| Exercise |
Your copy should match the listing below exactly, except that it holds no images.

━━━━━━━━

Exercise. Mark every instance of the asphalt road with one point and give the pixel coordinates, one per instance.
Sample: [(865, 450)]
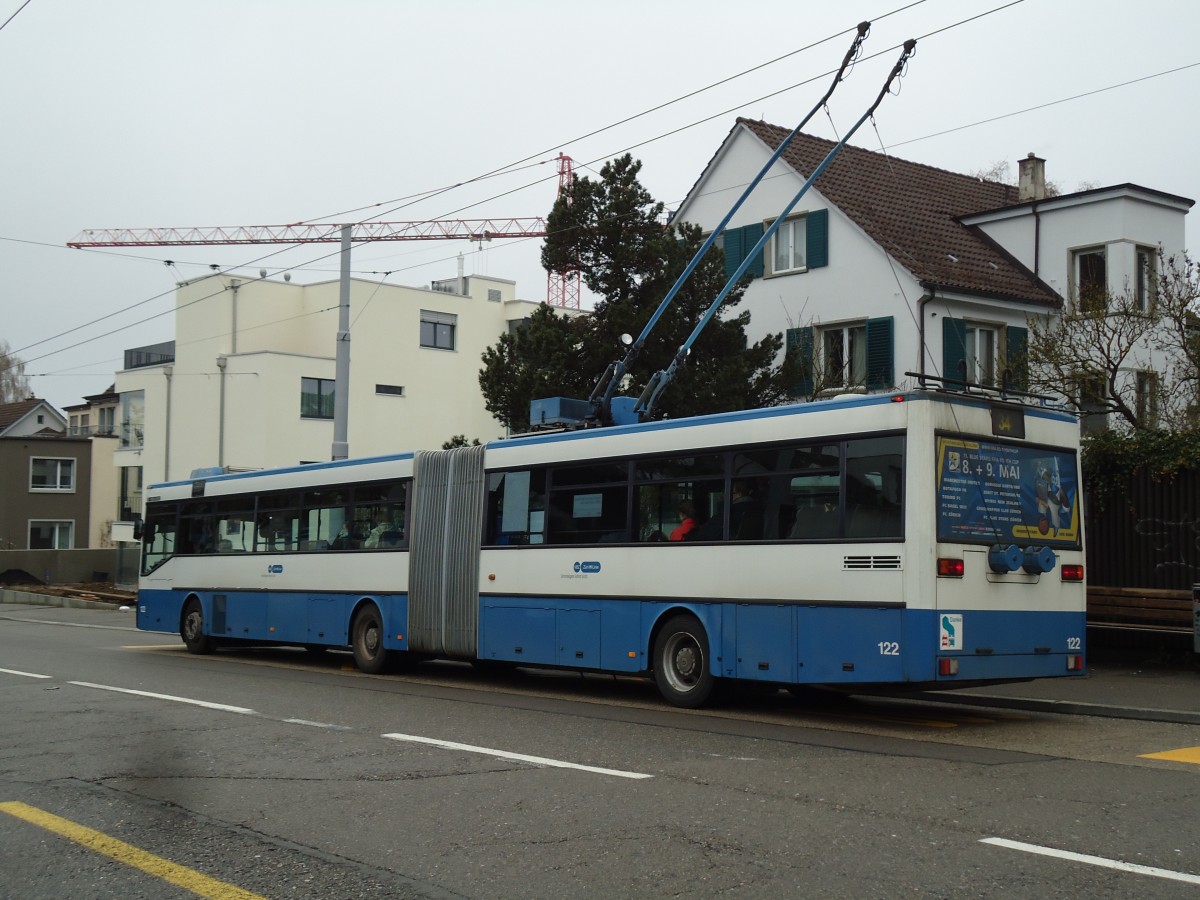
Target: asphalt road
[(285, 775)]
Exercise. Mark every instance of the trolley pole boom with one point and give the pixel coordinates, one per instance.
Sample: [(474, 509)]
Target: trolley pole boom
[(475, 229), (661, 378), (601, 395)]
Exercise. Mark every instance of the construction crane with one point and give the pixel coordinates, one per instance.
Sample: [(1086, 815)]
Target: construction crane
[(562, 288)]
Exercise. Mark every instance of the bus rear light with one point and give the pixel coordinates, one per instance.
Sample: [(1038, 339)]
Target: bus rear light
[(949, 568), (1072, 573)]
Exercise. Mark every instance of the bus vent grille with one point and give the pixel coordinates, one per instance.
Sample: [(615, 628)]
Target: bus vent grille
[(857, 563)]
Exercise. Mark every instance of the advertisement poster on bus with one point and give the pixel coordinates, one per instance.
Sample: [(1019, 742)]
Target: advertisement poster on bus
[(993, 492)]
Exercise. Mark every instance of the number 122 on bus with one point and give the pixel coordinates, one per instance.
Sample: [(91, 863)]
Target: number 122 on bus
[(893, 539)]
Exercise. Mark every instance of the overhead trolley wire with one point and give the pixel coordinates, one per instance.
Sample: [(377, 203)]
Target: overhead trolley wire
[(505, 169)]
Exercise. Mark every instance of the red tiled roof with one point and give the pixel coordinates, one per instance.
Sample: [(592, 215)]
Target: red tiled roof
[(910, 210)]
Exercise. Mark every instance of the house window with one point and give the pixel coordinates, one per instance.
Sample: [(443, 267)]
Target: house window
[(789, 246), (51, 535), (52, 475), (981, 354), (317, 397), (133, 411), (1093, 405), (437, 329), (844, 355), (1091, 275), (1146, 388), (1146, 279)]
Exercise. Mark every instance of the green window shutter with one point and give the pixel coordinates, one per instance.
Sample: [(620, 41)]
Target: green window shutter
[(880, 353), (954, 351), (816, 227), (799, 340), (1017, 347), (750, 235), (732, 244)]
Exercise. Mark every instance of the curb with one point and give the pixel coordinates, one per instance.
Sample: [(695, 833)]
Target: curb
[(1063, 707), (71, 603)]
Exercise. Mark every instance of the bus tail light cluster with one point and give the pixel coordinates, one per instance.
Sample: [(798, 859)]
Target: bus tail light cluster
[(1072, 573), (948, 568)]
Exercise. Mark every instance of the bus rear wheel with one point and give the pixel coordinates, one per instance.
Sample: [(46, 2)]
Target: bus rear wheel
[(681, 663), (191, 629), (367, 641)]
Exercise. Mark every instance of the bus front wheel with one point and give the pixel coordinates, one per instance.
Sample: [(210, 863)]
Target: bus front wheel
[(681, 663), (191, 629), (367, 641)]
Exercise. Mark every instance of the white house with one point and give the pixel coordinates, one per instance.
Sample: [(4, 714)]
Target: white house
[(889, 267), (249, 381)]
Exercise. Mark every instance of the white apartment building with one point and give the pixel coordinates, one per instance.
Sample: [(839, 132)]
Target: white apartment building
[(889, 267), (249, 381)]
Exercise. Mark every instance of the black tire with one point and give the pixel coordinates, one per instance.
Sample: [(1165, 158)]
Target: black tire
[(191, 629), (681, 663), (366, 640)]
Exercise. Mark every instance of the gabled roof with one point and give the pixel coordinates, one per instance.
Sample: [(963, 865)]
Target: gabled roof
[(12, 413), (910, 210)]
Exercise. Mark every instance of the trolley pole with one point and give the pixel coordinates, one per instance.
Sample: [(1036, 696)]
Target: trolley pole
[(342, 360)]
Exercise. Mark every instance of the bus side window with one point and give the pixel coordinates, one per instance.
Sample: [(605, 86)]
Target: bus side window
[(516, 508)]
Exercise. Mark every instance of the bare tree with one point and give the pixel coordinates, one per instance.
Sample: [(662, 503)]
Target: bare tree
[(13, 381), (1123, 355)]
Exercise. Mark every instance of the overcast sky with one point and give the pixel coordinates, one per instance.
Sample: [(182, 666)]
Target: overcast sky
[(143, 113)]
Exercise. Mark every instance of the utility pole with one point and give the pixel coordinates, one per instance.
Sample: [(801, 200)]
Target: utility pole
[(342, 360)]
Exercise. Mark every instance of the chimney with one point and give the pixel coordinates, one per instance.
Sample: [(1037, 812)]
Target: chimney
[(1032, 181)]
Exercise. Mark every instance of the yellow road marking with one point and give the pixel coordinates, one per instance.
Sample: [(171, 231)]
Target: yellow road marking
[(1188, 754), (178, 875)]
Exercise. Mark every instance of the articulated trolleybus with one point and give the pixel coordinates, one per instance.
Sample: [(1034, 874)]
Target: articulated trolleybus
[(925, 538)]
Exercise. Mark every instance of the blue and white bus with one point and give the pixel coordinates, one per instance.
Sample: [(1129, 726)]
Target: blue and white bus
[(924, 538)]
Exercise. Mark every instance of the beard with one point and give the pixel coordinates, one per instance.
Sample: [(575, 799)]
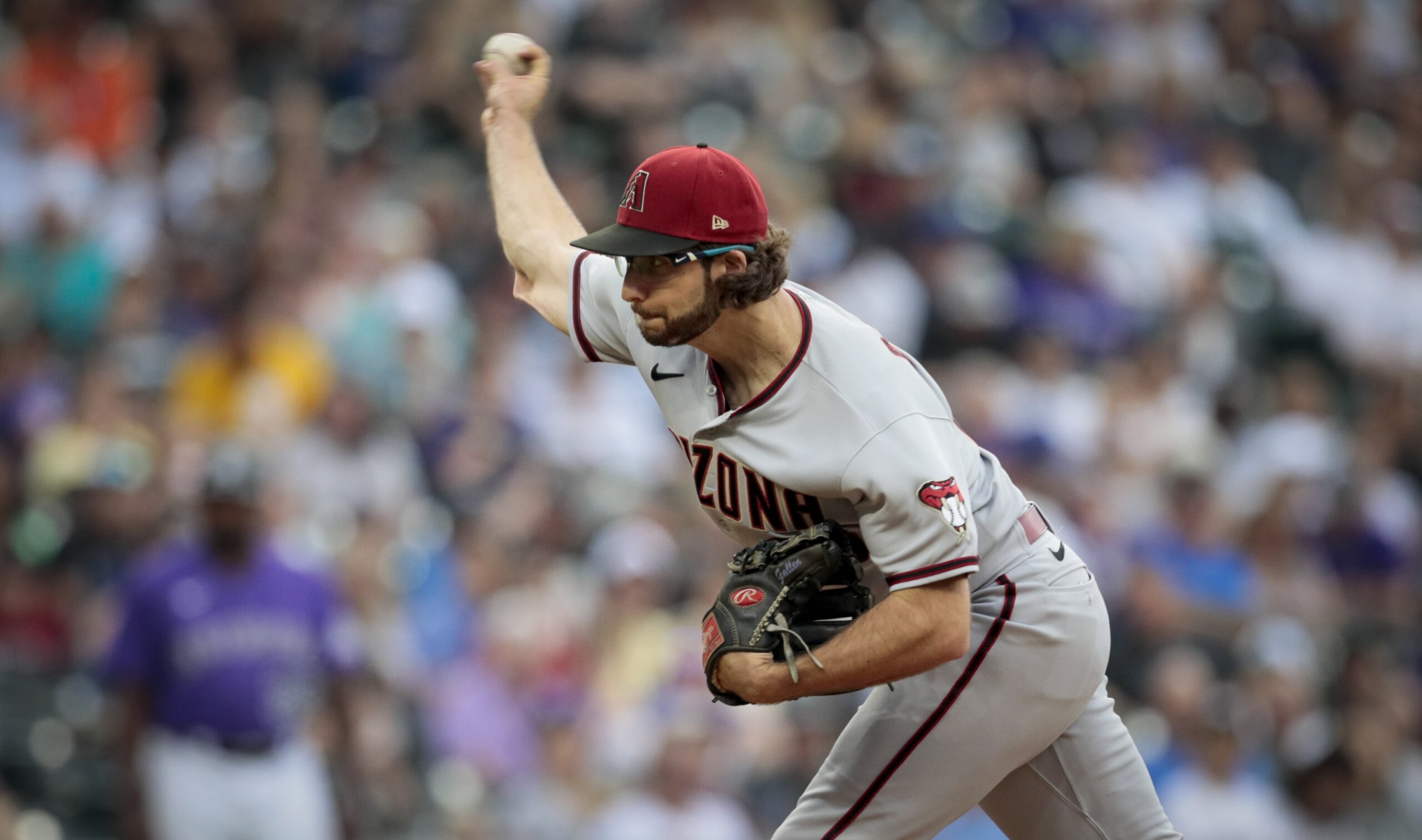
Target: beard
[(687, 326)]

━━━━━━━━

| Task answer |
Exercise. Mark every instance of the asphalt road with one point and give the pixel coordinates, one per instance.
Sample: [(865, 450)]
Target: asphalt road
[(285, 775)]
Exercise. Mark every instance of the trolley pole boom with one point and give the pixel coordinates, one per instance.
Sample: [(474, 509)]
Target: trolley pole boom
[(475, 229), (661, 378), (601, 395)]
Exercise. Mark every instance of the construction crane with one point and give the pixel coordinates, one per instance.
Sample: [(1086, 815)]
Target: construction crane
[(562, 288)]
Exercise. Mark every instance of the bus rear light with one point and give the pixel coordinates, one per instance.
Sample: [(1038, 339)]
Target: bus rear light
[(949, 568), (1072, 573)]
Exercise. Mark every instance of the bus vent grille with one point and give the pixel coordinates, one per instance.
Sample: [(615, 628)]
Target: bus vent grille
[(857, 563)]
Exercise. Mark every instance of the advertisement poster on bus with one point and give the pixel coordinates, one per instance.
Sample: [(1019, 742)]
Target: advertisement poster on bus
[(993, 492)]
Exercise. Mark every instance of the number 122 on bus with one point and give the pixel coordinates, one per instance.
Sample: [(91, 863)]
Target: number 122 on bus
[(893, 539)]
Exercise. Mark every instance of the overhead trolley wire with one point and give the pixel coordinates, one per instance.
Sample: [(377, 203)]
Target: overhead trolley wire
[(505, 169)]
Exercise. Mark every instance of the red tiled roof with one point and give the pixel coordinates, one per instance.
Sample: [(592, 215)]
Target: red tiled roof
[(910, 210)]
Exercise. Mark every instance of the house window with one point and give the pixel coordinates, one per instance.
Sample: [(443, 267)]
Target: house window
[(789, 246), (51, 535), (52, 475), (981, 354), (317, 397), (133, 411), (1093, 405), (437, 329), (844, 355), (1091, 275), (1146, 388), (1146, 279)]
Exercise. Mark every instance of the green window shutter with one point and give the pixel coordinates, one per instance.
Sample: [(620, 41)]
Target: green window shutter
[(880, 353), (954, 351), (816, 227), (799, 340), (1017, 347), (750, 235), (732, 244)]
Exercise. Mark every instance of the curb with one point and give the pixel coordinates, one per instance.
Sample: [(695, 833)]
Target: curb
[(1063, 707), (71, 603)]
Exercise. Mark every instance of the bus tail light cluster with one point and give the pixel coordinates, one per instance.
Sample: [(798, 859)]
Target: bus tail light cluster
[(1072, 573), (948, 568)]
Exercise. Mark every instance of the bus rear wheel with one point and give the pixel coordinates, one per instance.
Sample: [(46, 2)]
Target: bus rear wheel
[(681, 663), (191, 629), (367, 641)]
Exercise. Mark every instance of the bus front wheel with one point and give the pixel coordinates, one per instance.
Sample: [(210, 863)]
Target: bus front wheel
[(681, 663), (191, 629), (367, 641)]
Exercise. Mark every instance of the white house with one point and give the pixel coordinates, one per instance.
Sample: [(4, 714)]
Target: white house
[(889, 267), (249, 381)]
Exercise. Mark every instance of the white apartment building with one point and give the pixel coordinates, one per instance.
Sample: [(839, 132)]
Target: white apartment building
[(889, 267), (249, 381)]
Exercise. Mark every instance of the black tire with one point and give the pixel coordinates, one per instance.
Sample: [(1165, 158)]
Target: black tire
[(191, 629), (681, 663), (366, 640)]
Exercise. Mark every instance of the gabled roof with one point and give the pixel coordinates, one per instance.
Sample: [(963, 865)]
Target: gabled roof
[(12, 413), (910, 210)]
Exercise. Mark every instance of the trolley pole with one point and give the pixel coordinates, one per instance.
Sample: [(1036, 696)]
Target: trolley pole
[(342, 360)]
Exercise. Mark every instance of the bus side window with one point and give the pixel coordinates, one per instance.
Sample: [(605, 86)]
Target: bus side window
[(516, 508)]
Exercise. Mark every instance of the bare tree with one point and give the pixel coordinates, one per instance.
Sample: [(662, 503)]
Target: bare tree
[(13, 381), (1123, 355)]
Exercise. Mark every instance of the overcast sky with one point and give the pixel coordinates, one per instance.
Sample: [(182, 666)]
Target: overcast sky
[(143, 113)]
Exercise. Mark every instance of the utility pole with one point and give the pixel coordinates, one per instance.
Sample: [(801, 200)]
Target: utility pole
[(342, 360)]
Exercise. Mark every instance of the chimney with one point and give the pixel coordinates, one per instance.
Sample: [(1037, 812)]
Target: chimney
[(1032, 181)]
Exercise. Mark every instance of the yellow road marking with one point and give the pixel coordinates, one per instance.
Sample: [(171, 231)]
Target: yellow road marking
[(1188, 754), (178, 875)]
Exercise. Mark every instance of the articulated trolleybus with one point and give the pixel coordinates, one per instance.
Sample: [(1034, 874)]
Target: articulated trolleybus
[(925, 538)]
Exercise. Mark every instance of the blue and white bus with one point and give the pixel coordinates, one per instance.
Sample: [(1129, 726)]
Target: blue and white bus
[(924, 538)]
Exercise. Mark every instance of the beard with one point and give the pixel coordinates, one per instance.
Sample: [(575, 799)]
Target: beard
[(687, 326)]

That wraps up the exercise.